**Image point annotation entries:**
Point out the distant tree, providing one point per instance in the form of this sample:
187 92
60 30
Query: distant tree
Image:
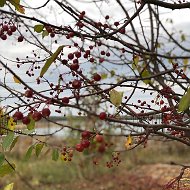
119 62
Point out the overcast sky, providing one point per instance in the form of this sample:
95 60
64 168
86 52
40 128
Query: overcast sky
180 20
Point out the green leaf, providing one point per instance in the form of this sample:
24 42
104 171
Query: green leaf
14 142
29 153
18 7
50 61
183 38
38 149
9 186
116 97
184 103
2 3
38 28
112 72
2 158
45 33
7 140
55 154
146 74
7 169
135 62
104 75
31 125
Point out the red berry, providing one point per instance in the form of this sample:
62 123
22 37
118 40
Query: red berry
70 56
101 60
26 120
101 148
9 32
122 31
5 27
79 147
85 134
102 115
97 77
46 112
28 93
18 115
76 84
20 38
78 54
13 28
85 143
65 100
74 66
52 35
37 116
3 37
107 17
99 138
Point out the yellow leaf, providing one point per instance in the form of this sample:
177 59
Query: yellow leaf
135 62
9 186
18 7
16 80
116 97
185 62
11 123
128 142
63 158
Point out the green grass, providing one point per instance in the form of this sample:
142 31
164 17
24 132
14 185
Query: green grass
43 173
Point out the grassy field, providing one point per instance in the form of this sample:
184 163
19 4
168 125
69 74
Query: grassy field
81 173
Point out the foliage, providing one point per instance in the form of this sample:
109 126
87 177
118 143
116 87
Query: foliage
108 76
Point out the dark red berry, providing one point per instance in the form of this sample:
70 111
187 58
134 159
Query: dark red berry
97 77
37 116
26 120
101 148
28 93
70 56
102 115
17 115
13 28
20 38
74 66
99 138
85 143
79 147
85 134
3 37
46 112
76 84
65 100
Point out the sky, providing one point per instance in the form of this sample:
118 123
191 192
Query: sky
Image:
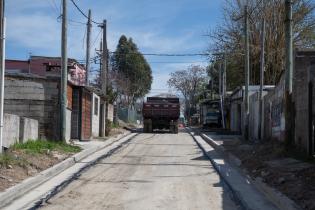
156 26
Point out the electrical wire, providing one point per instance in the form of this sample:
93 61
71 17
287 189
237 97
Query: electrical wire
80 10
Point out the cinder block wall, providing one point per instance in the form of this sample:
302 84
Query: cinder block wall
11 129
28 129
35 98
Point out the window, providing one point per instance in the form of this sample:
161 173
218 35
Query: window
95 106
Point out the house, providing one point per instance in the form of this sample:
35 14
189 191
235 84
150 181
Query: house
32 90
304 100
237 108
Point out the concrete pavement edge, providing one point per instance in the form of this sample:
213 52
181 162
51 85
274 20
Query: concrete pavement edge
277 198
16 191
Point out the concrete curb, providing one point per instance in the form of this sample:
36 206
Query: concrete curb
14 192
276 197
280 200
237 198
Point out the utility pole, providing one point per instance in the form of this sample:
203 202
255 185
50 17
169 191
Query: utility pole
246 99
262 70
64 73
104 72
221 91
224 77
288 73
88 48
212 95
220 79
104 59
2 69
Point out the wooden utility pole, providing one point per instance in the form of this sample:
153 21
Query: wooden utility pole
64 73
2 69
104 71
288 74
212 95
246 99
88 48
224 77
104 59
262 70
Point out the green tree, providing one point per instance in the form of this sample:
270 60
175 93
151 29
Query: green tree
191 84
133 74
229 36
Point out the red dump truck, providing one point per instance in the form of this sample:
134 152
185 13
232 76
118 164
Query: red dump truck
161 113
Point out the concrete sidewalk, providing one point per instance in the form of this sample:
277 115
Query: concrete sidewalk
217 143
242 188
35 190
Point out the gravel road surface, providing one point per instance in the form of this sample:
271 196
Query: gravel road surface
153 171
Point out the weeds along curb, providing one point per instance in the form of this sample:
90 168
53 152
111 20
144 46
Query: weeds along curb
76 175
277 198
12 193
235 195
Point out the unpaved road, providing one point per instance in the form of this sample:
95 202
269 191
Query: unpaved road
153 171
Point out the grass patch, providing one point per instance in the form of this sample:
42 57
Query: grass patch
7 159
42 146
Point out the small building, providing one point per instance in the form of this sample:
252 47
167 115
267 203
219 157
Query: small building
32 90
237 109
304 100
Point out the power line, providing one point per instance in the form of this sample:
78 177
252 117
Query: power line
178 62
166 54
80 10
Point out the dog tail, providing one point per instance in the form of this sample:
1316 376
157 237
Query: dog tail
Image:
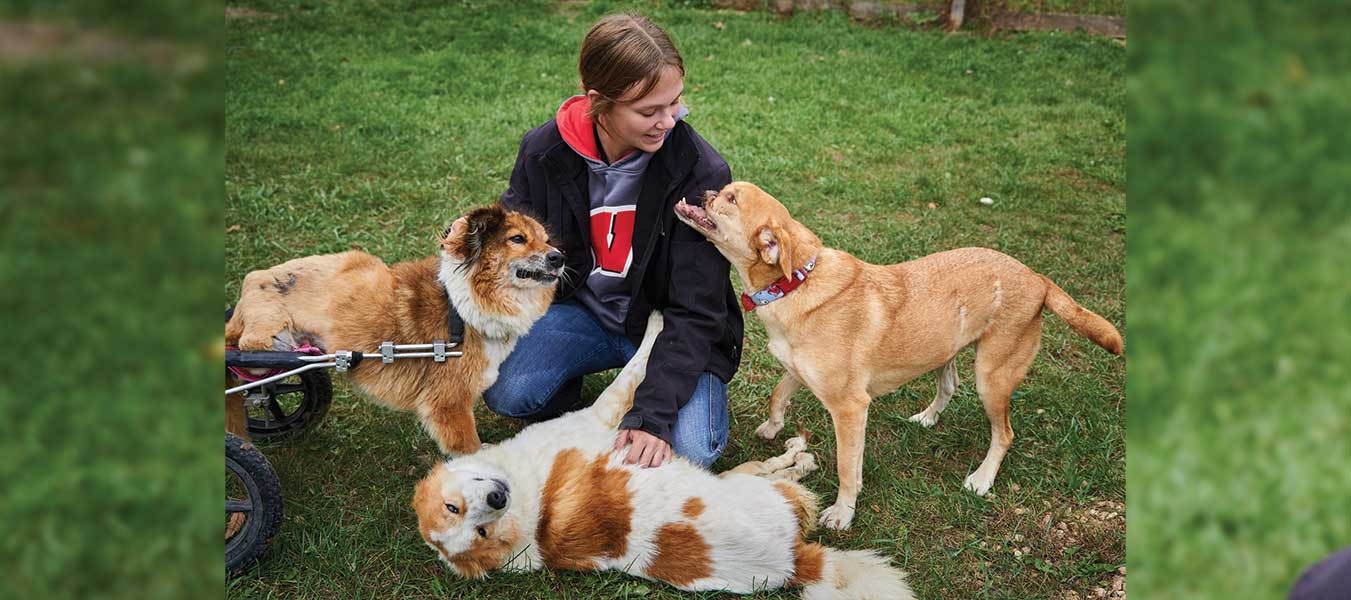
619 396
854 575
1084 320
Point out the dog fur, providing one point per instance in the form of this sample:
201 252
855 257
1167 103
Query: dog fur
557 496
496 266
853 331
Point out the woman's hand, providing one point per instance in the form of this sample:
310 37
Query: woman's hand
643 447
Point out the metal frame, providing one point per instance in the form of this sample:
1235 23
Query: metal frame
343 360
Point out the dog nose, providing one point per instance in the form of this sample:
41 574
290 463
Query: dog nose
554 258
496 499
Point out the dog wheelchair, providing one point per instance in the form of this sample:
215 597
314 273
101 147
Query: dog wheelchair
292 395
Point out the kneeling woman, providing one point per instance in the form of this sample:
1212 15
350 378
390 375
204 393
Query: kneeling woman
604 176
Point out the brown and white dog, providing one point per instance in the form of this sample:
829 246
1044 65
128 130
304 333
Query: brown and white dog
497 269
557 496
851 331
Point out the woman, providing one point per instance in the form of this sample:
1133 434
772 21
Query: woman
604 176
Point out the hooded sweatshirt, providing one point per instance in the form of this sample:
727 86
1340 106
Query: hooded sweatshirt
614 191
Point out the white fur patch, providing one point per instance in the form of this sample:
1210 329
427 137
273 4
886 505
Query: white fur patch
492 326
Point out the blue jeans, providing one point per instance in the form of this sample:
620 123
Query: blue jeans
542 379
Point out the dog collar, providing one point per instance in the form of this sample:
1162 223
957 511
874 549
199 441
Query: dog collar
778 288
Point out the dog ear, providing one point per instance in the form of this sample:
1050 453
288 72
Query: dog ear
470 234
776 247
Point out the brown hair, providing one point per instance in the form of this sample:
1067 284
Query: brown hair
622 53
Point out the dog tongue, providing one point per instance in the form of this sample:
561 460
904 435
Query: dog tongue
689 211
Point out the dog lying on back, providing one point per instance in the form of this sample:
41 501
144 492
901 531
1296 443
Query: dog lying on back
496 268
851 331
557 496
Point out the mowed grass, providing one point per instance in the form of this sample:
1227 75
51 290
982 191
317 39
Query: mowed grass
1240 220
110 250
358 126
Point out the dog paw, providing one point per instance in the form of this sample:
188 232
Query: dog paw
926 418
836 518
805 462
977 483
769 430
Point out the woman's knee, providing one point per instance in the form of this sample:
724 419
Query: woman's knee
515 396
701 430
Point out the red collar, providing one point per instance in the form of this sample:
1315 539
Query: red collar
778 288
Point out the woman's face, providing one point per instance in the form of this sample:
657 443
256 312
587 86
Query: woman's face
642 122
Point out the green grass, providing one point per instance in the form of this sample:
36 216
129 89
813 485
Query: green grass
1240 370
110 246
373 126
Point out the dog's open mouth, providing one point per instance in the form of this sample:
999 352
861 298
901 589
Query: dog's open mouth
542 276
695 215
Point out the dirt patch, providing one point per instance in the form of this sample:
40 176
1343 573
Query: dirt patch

**Task description:** Print exactly the lines above, starting at the line that contains "Point out the dog paw, providing" and ending with the last line of the records, both included.

**Task response:**
Point out the dog paw, providing one point per instance in the form of this sample:
188 232
Query: dog paw
926 418
836 518
805 462
977 483
769 430
Point out the woman's knee, providing one point per instance in the form of this sample:
724 419
Query: woman's knee
515 396
701 430
Point out the red collar, providing one point per instance in the form of this sample:
1315 539
Query: red collar
778 288
Point out the woman's face, providing one point per instance in the form of this sample:
657 443
256 312
587 86
Query: woman's face
642 122
Point out the green grass, providing one point per instance in the form of this sample:
36 216
129 89
813 485
Query: green grass
1240 370
110 246
373 126
Point out the dog's open mouth, providing one point per instance in the form of this sample:
999 352
861 298
901 589
Query: dog's open mouth
542 276
695 215
Point out the dirt patch, providing one point per instance in the form of this sample:
40 176
1343 573
Query: dirt patch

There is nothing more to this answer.